### Page excerpt
━━━━━━━━

Didn't mention it earlier but the only reason I got anything for Christmas is I agreed to participate in the "Elfster" exchange with family this year. I bought some local coffee and swag for my sister-in-law, and my brother got me the stuff I mentioned earlier. I really don't need or want stuff I can't provide for myself but at least my family is cool about gift giving and know me well enough not to fuck it up. Besides, I did buy myself a new cymbal last week. 

Anyway...

The best part was when my bride and I helped serve (and clean up) Christmas dinner to a parish hall full of folks who otherwise would have been alone (and/or of limited means) for the occasion. There were lots of volunteers and everything ran like a well oiled machine. To be honest, it made my day. I knew about half the volunteers and met some folks for the first time. I was impressed with a couple of children (10 years old or so) who chipped in to help (spontaneously). There was zero proselytizing in spite of the locale, thank God (pun intended).


----------



## Johnny Spune (Sep 15, 2014)

Mooh said:


> Didn't mention it earlier but the only reason I got anything for Christmas is I agreed to participate in the "Elfster" exchange with family this year. I bought some local coffee and swag for my sister-in-law, and my brother got me the stuff I mentioned earlier. I really don't need or want stuff I can't provide for myself but at least my family is cool about gift giving and know me well enough not to fuck it up. Besides, I did buy myself a new cymbal last week.
> 
> Anyway...
> 
> The best part was when my bride and I helped serve (and clean up) Christmas dinner to a parish hall full of folks who otherwise would have been alone (and/or of limited means) for the occasion. There were lots of volunteers and everything ran like a well oiled machine. To be honest, it made my day. I knew about half the volunteers and met some folks for the first time. I was impressed with a couple of children (10 years old or so) who chipped in to help (spontaneously). There was zero proselytizing in spite of the locale, thank God (pun intended).


Much respect to you. That’s some perspective on reality coming from you in a very modest way. Thank you for that. And thank you for doing that task. Very inspirational.


----------



## Electraglide (Jan 24, 2010)

━━━━━━━━

### What you will do
- A) Answer these questions from the Christmas forum thread:
(i) What did the first poster buy for their sister-in-law?
(ii) What did the first poster buy for themselves last week?
(iii) About how old were the children who chipped in to help at the dinner?
- B) Retype the part of the Christmas forum thread starting with "Much respect to" and going on through "task. Very inspirational.".

### Provided material
━━━━━━━━

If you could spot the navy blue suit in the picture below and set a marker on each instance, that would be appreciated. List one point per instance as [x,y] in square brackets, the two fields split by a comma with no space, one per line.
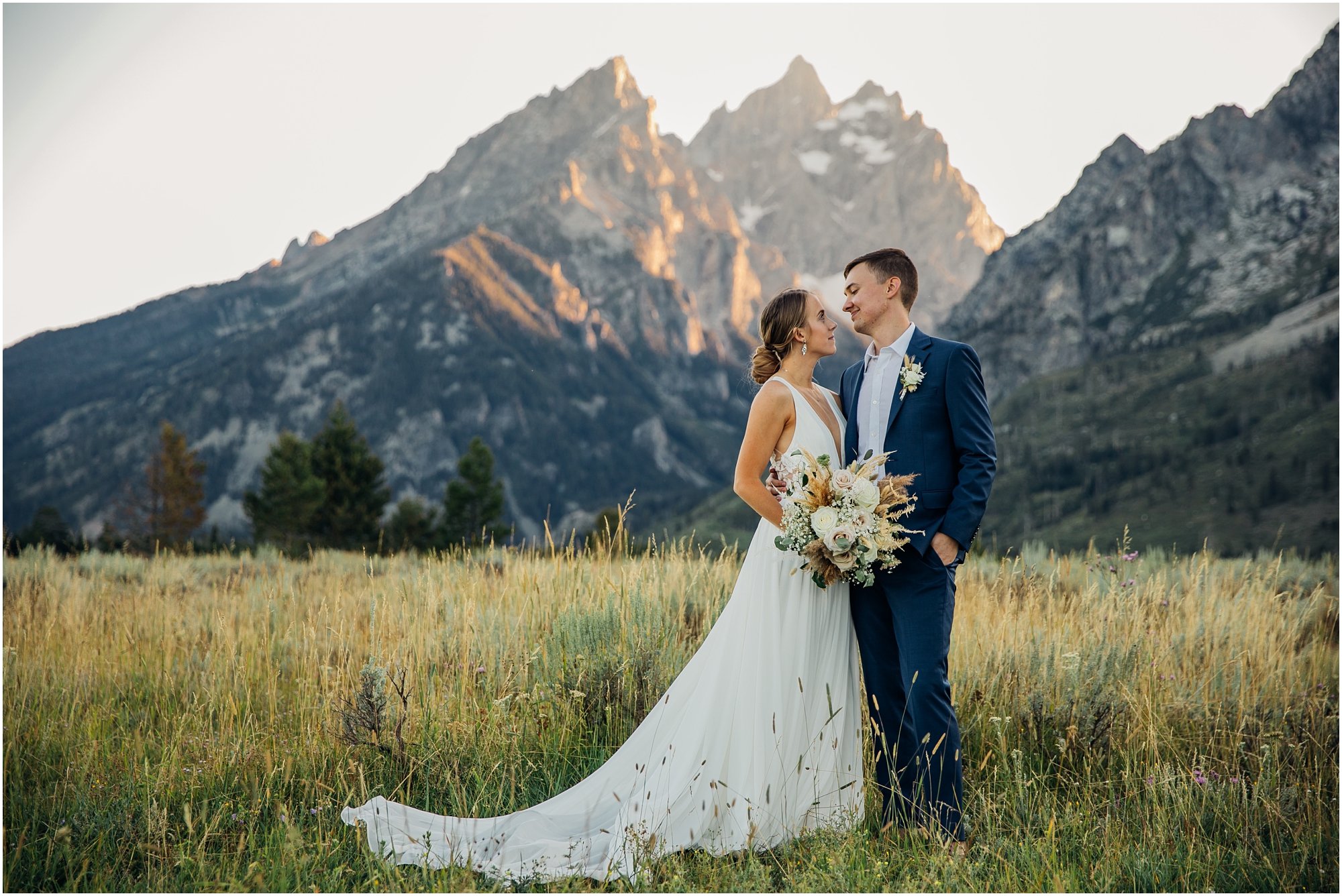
[943,433]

━━━━━━━━

### Task-by-task solutions
- A)
(i) Some local coffee and swag
(ii) A new cymbal
(iii) About 10 years old

- B)
Much respect to you. That’s some perspective on reality coming from you in a very modest way. Thank you for that. And thank you for doing that task. Very inspirational.